BEGIN Supplied material
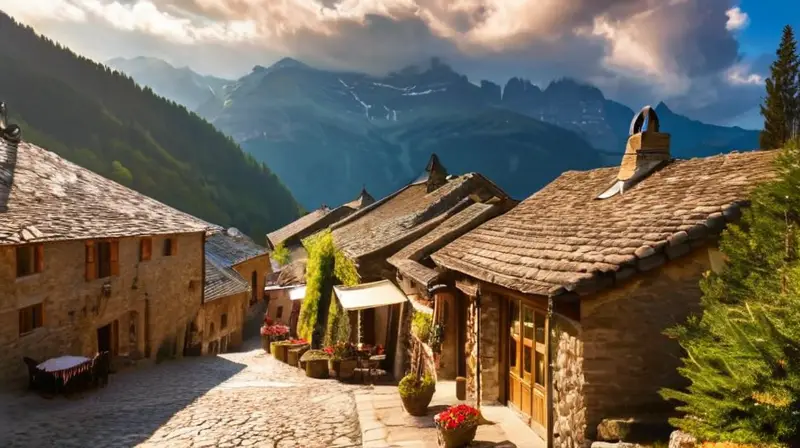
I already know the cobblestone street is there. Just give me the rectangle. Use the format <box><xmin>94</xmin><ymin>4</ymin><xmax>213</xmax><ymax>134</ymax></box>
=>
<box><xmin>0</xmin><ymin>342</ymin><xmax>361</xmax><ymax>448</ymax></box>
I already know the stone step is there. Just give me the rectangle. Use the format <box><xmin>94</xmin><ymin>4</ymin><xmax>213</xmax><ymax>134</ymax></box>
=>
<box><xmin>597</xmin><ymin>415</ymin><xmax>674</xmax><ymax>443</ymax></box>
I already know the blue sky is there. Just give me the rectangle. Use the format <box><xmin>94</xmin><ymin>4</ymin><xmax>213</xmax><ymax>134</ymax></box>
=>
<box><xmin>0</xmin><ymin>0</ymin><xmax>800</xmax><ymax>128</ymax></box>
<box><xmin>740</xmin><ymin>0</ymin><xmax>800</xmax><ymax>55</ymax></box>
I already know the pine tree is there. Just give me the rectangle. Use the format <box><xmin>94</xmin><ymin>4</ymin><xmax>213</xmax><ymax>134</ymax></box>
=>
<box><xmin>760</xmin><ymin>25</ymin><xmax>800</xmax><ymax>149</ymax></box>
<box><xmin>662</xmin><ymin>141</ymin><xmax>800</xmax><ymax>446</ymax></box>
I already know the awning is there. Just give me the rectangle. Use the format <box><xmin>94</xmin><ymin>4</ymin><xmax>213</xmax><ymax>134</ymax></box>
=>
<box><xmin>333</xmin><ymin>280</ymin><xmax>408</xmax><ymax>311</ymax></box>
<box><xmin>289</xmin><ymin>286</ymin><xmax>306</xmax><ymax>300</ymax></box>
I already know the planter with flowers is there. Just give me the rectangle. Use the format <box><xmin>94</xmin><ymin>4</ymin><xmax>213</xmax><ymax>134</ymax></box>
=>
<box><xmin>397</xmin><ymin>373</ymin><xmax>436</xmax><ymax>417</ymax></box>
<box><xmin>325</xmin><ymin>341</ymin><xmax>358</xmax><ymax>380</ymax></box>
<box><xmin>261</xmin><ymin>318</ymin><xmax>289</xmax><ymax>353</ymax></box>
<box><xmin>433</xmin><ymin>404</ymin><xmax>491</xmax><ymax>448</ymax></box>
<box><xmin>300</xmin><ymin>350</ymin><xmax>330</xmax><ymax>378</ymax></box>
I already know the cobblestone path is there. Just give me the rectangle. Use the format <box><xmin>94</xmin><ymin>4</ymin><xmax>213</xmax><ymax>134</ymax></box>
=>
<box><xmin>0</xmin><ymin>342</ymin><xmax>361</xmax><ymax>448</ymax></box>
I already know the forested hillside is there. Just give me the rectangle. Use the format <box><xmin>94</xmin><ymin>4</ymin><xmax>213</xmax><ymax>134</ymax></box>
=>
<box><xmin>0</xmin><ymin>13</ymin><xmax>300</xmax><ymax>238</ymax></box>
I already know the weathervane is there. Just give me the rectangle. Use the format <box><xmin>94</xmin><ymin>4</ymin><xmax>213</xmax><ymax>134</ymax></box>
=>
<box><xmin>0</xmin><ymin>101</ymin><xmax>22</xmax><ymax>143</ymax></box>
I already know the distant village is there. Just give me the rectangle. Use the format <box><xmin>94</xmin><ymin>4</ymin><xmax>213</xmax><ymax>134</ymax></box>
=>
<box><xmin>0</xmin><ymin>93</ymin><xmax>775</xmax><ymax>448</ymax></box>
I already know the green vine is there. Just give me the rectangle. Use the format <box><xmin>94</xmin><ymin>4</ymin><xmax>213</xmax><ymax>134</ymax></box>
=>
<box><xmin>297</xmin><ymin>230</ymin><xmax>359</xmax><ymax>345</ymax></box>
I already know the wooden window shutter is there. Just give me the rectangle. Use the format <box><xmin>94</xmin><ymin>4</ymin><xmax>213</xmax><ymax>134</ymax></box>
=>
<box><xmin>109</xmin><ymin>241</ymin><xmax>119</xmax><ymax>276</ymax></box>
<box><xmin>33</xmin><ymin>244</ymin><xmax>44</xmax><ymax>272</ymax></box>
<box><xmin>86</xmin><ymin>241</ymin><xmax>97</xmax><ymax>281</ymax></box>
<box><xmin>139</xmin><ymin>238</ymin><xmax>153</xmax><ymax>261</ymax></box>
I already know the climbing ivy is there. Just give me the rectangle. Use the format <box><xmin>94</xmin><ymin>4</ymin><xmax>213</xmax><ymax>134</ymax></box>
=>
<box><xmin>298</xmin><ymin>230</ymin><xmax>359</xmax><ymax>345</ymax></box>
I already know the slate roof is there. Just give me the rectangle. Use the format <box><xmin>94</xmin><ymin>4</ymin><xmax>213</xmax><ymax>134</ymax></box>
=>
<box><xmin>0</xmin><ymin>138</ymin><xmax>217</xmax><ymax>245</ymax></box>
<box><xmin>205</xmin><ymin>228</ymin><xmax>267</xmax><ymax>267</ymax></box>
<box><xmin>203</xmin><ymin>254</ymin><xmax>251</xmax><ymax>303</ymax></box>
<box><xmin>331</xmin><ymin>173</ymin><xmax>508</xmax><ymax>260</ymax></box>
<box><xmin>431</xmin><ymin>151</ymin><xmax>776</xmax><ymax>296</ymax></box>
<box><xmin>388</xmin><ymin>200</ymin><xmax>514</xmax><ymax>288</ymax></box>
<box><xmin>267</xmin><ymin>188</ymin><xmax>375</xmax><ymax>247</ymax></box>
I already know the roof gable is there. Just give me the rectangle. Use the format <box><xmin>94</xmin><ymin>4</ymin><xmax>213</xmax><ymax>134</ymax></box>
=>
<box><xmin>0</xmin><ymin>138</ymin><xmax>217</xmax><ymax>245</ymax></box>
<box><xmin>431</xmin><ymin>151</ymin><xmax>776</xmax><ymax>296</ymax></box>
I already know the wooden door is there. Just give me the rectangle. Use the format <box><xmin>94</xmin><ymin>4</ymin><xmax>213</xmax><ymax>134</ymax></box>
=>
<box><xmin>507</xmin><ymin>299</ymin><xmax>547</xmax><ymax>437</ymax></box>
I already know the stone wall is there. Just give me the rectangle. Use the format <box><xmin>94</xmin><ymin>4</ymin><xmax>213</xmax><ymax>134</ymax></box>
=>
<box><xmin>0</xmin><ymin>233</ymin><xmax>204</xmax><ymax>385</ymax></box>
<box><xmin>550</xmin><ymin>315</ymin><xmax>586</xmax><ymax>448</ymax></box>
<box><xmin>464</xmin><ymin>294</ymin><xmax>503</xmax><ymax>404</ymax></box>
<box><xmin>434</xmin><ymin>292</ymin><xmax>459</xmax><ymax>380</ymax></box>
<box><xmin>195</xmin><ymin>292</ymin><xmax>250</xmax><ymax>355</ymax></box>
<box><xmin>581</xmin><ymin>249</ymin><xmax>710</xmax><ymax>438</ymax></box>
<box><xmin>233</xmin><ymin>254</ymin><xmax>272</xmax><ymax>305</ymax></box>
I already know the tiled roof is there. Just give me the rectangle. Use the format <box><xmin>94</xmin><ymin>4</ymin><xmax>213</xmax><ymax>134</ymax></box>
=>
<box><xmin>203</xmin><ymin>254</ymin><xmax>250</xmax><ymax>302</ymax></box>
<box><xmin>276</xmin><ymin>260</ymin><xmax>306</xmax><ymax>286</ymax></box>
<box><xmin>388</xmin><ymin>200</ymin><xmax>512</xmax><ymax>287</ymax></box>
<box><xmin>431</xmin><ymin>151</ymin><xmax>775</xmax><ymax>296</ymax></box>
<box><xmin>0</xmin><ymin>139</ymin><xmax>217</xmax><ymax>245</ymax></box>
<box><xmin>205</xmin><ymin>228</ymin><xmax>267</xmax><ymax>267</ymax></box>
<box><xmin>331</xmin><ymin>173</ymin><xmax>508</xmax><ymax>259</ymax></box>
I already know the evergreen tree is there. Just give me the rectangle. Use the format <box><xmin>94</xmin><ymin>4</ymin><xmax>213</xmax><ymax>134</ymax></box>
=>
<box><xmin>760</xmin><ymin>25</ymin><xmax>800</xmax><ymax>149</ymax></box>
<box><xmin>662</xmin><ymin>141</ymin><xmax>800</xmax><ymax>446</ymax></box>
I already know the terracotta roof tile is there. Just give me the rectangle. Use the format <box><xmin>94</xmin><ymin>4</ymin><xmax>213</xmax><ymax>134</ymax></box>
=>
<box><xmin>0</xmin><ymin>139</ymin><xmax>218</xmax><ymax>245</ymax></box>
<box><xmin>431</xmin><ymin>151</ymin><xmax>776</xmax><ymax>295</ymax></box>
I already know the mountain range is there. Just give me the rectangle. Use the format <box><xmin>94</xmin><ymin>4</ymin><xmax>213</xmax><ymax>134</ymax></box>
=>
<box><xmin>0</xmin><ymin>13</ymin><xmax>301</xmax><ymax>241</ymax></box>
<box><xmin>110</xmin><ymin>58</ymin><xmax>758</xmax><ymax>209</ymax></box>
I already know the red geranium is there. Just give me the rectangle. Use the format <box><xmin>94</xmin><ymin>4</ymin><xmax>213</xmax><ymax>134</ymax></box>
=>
END Supplied material
Direction. Rewrite everything from the line containing "I already know the red" down to the end of the material, changing "geranium" to "tulip" and leaving everything else the same.

The answer.
I already know the red tulip is there. Just give me the rectangle. Use the format <box><xmin>94</xmin><ymin>4</ymin><xmax>213</xmax><ymax>134</ymax></box>
=>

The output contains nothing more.